Please find every line in the listing below that contains the string "back" and copy each one out. Treat uppercase and lowercase as different.

» Stored data entries:
______

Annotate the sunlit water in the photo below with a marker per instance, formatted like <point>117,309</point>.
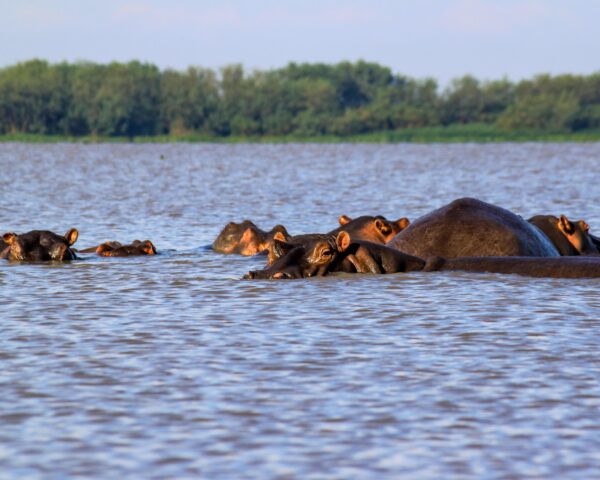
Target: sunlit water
<point>174,367</point>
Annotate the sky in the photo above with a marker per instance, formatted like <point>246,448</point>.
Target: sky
<point>443,39</point>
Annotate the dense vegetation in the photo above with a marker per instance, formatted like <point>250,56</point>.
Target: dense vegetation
<point>299,100</point>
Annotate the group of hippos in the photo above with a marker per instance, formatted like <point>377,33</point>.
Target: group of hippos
<point>466,235</point>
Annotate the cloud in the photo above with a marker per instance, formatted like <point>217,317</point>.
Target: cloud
<point>161,17</point>
<point>481,16</point>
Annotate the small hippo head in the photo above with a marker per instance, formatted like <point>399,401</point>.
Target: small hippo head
<point>577,233</point>
<point>314,258</point>
<point>376,229</point>
<point>40,245</point>
<point>115,249</point>
<point>246,238</point>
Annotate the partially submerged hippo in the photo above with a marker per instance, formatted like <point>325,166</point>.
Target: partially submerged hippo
<point>38,246</point>
<point>569,238</point>
<point>344,254</point>
<point>116,249</point>
<point>246,238</point>
<point>375,229</point>
<point>468,227</point>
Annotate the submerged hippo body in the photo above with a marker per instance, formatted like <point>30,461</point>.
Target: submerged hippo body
<point>569,238</point>
<point>342,254</point>
<point>550,267</point>
<point>337,253</point>
<point>39,246</point>
<point>246,238</point>
<point>468,227</point>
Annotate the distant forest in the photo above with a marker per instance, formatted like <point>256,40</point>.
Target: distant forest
<point>138,99</point>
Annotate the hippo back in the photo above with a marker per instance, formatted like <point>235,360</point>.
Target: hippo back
<point>468,227</point>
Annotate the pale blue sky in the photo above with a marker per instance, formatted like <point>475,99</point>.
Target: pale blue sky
<point>439,38</point>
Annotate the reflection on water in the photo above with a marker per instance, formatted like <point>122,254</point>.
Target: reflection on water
<point>173,367</point>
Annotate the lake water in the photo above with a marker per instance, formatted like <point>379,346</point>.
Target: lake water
<point>172,366</point>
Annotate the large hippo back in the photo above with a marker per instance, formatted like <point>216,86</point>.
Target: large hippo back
<point>469,227</point>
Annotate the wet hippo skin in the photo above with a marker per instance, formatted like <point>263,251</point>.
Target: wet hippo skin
<point>135,248</point>
<point>468,227</point>
<point>39,245</point>
<point>344,254</point>
<point>376,229</point>
<point>569,238</point>
<point>566,267</point>
<point>246,238</point>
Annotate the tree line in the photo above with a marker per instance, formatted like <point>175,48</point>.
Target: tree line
<point>138,99</point>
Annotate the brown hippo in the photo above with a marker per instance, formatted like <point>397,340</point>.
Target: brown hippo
<point>246,238</point>
<point>468,227</point>
<point>375,229</point>
<point>569,238</point>
<point>39,245</point>
<point>344,254</point>
<point>115,249</point>
<point>336,253</point>
<point>112,245</point>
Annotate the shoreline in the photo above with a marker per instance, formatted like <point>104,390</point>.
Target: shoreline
<point>450,134</point>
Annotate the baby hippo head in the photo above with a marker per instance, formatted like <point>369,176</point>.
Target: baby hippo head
<point>314,258</point>
<point>115,249</point>
<point>376,229</point>
<point>246,238</point>
<point>577,233</point>
<point>39,245</point>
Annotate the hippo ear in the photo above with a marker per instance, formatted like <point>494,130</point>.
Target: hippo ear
<point>148,247</point>
<point>344,219</point>
<point>71,236</point>
<point>280,237</point>
<point>565,225</point>
<point>280,229</point>
<point>282,248</point>
<point>9,238</point>
<point>403,223</point>
<point>382,226</point>
<point>248,235</point>
<point>343,241</point>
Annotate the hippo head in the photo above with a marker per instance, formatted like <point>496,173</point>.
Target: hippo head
<point>314,258</point>
<point>115,249</point>
<point>577,233</point>
<point>40,245</point>
<point>376,229</point>
<point>246,238</point>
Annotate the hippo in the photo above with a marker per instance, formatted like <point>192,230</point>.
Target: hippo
<point>246,238</point>
<point>468,227</point>
<point>343,254</point>
<point>116,249</point>
<point>38,246</point>
<point>111,244</point>
<point>569,238</point>
<point>336,253</point>
<point>375,229</point>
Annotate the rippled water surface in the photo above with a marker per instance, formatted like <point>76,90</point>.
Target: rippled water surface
<point>171,366</point>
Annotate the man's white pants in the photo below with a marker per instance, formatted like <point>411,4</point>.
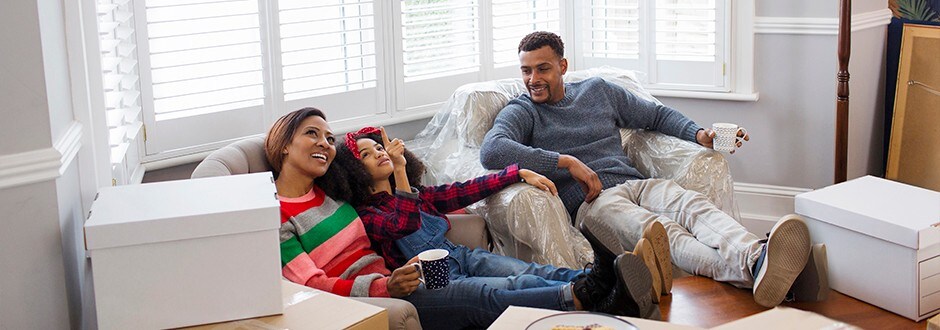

______

» TASK OUTPUT:
Annotate the hippo back in the photo above with a marker per instance, formatted like <point>235,360</point>.
Target: hippo back
Annotate the large hippo back in the photo above with a marker per instance, formatted like <point>216,86</point>.
Target: large hippo back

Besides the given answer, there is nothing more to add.